- _TASKS_
a – List every food the heartburn article says Gayle Colehour stopped eating at the start of her 10-day experiment.
b – Write the next part of the article about Gayle Colehour's attempt to quit her heartburn pill, starting after its final sentence.

- _TEXT BLOCK_
● ● ● ● ●
On May 5, 2008, Gayle Colehour began a radical experiment. She stopped eating almost everything she enjoyed -- cheese, milk, corn, wheat, tomatoes, potatoes, salad dressing -- for 10 days.

It was the first step in an elaborate attempt to free herself of a daily habit: taking a heartburn pill.

Colehour, 52, who lives in Maple Grove, had been taking Prilosec for a year and a half. Although it relieved her symptoms after a lifetime of digestive turmoil, she was troubled. "I just didn't like the idea of being on this medicine indefinitely," she said.

Her physician, Dr. Greg Plotnikoff, couldn't have agreed more. He has made it his mission to help patients like Colehour find relief the natural way at his clinic, Allina's Penny George Institute for Health and Healing in Minneapolis.

Plotnikoff argues that drugs like Prilosec mask the underlying problem rather than solve it.

But as Colehour discovered, the alternative -- diet, exercise and lifestyle changes -- can put patients and their families to the test. After her 10-day "elimination diet," she started adding foods back slowly to see if any triggered indigestion. They did.
● ● ● ● ●
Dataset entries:
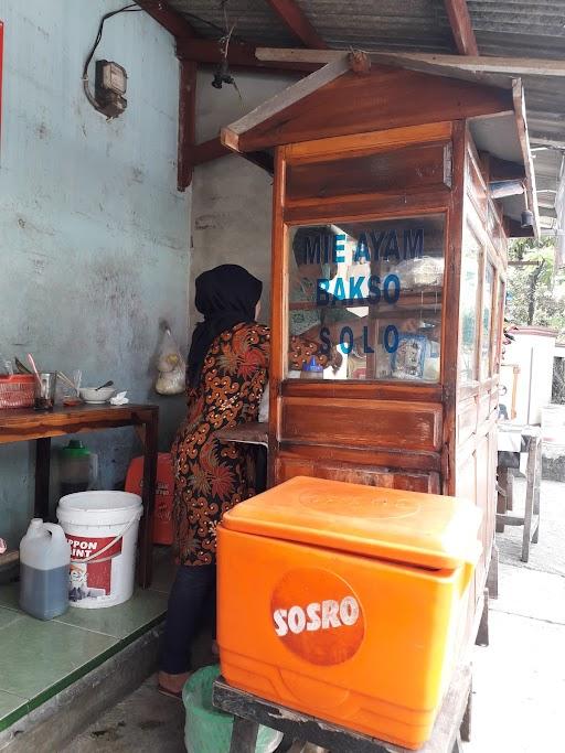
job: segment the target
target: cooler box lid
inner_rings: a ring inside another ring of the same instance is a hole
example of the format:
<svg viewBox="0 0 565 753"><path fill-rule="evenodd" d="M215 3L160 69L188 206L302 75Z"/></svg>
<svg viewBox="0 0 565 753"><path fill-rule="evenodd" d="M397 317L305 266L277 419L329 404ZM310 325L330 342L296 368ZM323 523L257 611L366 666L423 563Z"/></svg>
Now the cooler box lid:
<svg viewBox="0 0 565 753"><path fill-rule="evenodd" d="M475 563L480 510L456 497L296 476L236 505L228 530L406 564Z"/></svg>

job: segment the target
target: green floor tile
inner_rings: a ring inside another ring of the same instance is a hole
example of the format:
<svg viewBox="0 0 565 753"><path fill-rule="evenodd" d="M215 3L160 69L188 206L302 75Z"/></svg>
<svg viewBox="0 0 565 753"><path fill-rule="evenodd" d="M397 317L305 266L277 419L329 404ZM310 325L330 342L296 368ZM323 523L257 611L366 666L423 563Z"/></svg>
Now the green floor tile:
<svg viewBox="0 0 565 753"><path fill-rule="evenodd" d="M22 615L0 630L0 690L29 699L51 697L65 678L116 643L100 633Z"/></svg>
<svg viewBox="0 0 565 753"><path fill-rule="evenodd" d="M56 622L75 625L115 638L126 638L147 625L154 624L167 610L167 595L138 589L134 596L117 606L84 610L71 606Z"/></svg>
<svg viewBox="0 0 565 753"><path fill-rule="evenodd" d="M26 711L28 700L20 696L0 690L0 730L10 727L12 721Z"/></svg>
<svg viewBox="0 0 565 753"><path fill-rule="evenodd" d="M21 616L21 613L15 610L7 610L3 606L0 606L0 630L15 620L20 620Z"/></svg>

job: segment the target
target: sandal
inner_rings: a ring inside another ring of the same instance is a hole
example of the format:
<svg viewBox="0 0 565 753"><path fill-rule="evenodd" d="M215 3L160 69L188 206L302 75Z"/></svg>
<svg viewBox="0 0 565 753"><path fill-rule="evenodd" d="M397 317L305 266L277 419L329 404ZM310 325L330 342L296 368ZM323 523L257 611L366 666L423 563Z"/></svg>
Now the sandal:
<svg viewBox="0 0 565 753"><path fill-rule="evenodd" d="M182 700L182 690L169 690L169 688L166 688L164 685L158 685L157 690L161 693L161 696L169 696L169 698Z"/></svg>

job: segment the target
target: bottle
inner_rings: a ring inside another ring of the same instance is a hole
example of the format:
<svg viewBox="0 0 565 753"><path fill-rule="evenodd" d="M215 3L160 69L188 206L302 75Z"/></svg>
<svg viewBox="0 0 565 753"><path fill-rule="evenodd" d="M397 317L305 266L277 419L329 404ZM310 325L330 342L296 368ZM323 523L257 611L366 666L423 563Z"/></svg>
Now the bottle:
<svg viewBox="0 0 565 753"><path fill-rule="evenodd" d="M312 356L310 361L302 364L300 379L323 379L323 366L318 363L318 358Z"/></svg>
<svg viewBox="0 0 565 753"><path fill-rule="evenodd" d="M72 439L61 450L61 496L92 490L97 476L98 456L81 440Z"/></svg>
<svg viewBox="0 0 565 753"><path fill-rule="evenodd" d="M68 609L71 545L54 523L33 518L20 541L20 606L38 620Z"/></svg>

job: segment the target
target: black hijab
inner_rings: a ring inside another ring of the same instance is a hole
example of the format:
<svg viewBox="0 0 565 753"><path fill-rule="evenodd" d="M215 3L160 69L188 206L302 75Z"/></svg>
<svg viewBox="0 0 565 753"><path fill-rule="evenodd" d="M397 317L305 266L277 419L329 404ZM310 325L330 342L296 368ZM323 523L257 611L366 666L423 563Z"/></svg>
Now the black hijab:
<svg viewBox="0 0 565 753"><path fill-rule="evenodd" d="M255 321L255 306L263 282L238 265L221 265L196 278L195 305L204 321L199 322L189 351L189 385L195 387L204 358L218 334L242 322Z"/></svg>

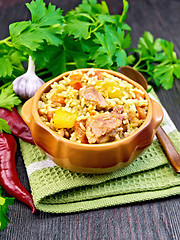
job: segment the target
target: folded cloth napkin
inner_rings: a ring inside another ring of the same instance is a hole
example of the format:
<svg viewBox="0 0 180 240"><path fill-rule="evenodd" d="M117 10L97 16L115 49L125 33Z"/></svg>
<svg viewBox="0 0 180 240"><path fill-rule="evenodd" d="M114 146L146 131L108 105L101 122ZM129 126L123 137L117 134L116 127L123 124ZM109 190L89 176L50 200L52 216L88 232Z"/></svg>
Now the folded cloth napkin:
<svg viewBox="0 0 180 240"><path fill-rule="evenodd" d="M150 97L157 99L151 90ZM180 151L180 133L163 108L162 127ZM180 176L155 137L131 165L108 174L73 173L57 166L37 147L20 140L34 204L44 212L68 213L180 194Z"/></svg>

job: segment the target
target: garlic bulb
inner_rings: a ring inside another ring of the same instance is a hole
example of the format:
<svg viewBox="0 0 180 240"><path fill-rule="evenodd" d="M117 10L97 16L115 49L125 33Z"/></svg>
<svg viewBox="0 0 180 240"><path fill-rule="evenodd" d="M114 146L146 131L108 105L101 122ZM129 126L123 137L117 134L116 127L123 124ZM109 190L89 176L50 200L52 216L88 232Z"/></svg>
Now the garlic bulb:
<svg viewBox="0 0 180 240"><path fill-rule="evenodd" d="M35 65L31 56L29 56L28 70L22 76L17 77L13 81L13 90L21 98L31 98L44 81L35 73Z"/></svg>

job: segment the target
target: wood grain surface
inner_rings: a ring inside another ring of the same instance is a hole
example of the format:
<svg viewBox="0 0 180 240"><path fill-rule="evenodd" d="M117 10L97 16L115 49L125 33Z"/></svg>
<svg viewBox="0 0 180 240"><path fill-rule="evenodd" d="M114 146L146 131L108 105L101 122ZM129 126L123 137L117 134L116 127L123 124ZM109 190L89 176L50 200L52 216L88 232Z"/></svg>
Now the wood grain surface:
<svg viewBox="0 0 180 240"><path fill-rule="evenodd" d="M29 19L25 0L0 0L0 39L9 36L8 25ZM64 12L77 6L79 0L52 0ZM111 14L119 14L122 0L106 1ZM145 30L155 38L161 37L174 43L180 58L180 0L129 0L127 22L132 27L132 44ZM155 89L162 104L180 130L180 81L175 80L171 90ZM29 190L29 183L20 154L17 153L17 171L22 184ZM11 223L0 232L0 240L179 240L180 197L127 204L74 214L48 214L31 210L15 201L10 207Z"/></svg>

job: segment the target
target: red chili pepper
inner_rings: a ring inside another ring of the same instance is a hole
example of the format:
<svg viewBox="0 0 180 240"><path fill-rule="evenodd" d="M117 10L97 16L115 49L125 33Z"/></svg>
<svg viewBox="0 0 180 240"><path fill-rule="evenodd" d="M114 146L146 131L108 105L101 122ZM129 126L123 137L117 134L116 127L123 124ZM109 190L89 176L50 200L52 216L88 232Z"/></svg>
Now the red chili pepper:
<svg viewBox="0 0 180 240"><path fill-rule="evenodd" d="M25 203L36 212L31 194L20 183L16 166L16 141L14 137L7 133L0 133L0 185L11 196Z"/></svg>
<svg viewBox="0 0 180 240"><path fill-rule="evenodd" d="M0 108L0 118L8 122L12 134L26 142L34 144L29 127L23 121L15 107L12 108L12 111L6 108Z"/></svg>

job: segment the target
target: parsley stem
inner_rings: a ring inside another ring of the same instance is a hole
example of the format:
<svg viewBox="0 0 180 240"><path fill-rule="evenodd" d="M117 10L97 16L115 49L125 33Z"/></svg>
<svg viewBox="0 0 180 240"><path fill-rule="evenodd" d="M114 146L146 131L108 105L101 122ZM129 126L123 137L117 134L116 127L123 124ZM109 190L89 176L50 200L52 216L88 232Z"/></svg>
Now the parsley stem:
● ● ● ● ●
- _ANSWERS TO THE TASKS_
a – cheese, milk, corn, wheat, tomatoes, potatoes, salad dressing

b –
"It seemed to me that my sensitivities were corn, wheat and dairy," she said. "I did better when I didn't eat [them]."

After that, she overhauled her diet permanently and even banished her husband's junk food from the house. "Some things that I can't resist I make him keep in the van," she said.

Colehour, a program therapist at Allina's Unity Hospital, also took up yoga and ginger tea and gave up evening snacks. It took eight weeks to wean herself off the pills.

Was it worth it? Absolutely, she says.

Her husband, Mike, 54, admits he's jealous. He's been on Prilosec for six years and can't seem to stop. "Maybe a year, six months from now, I'll get the intestinal fortitude to try to battle it one more time," he said.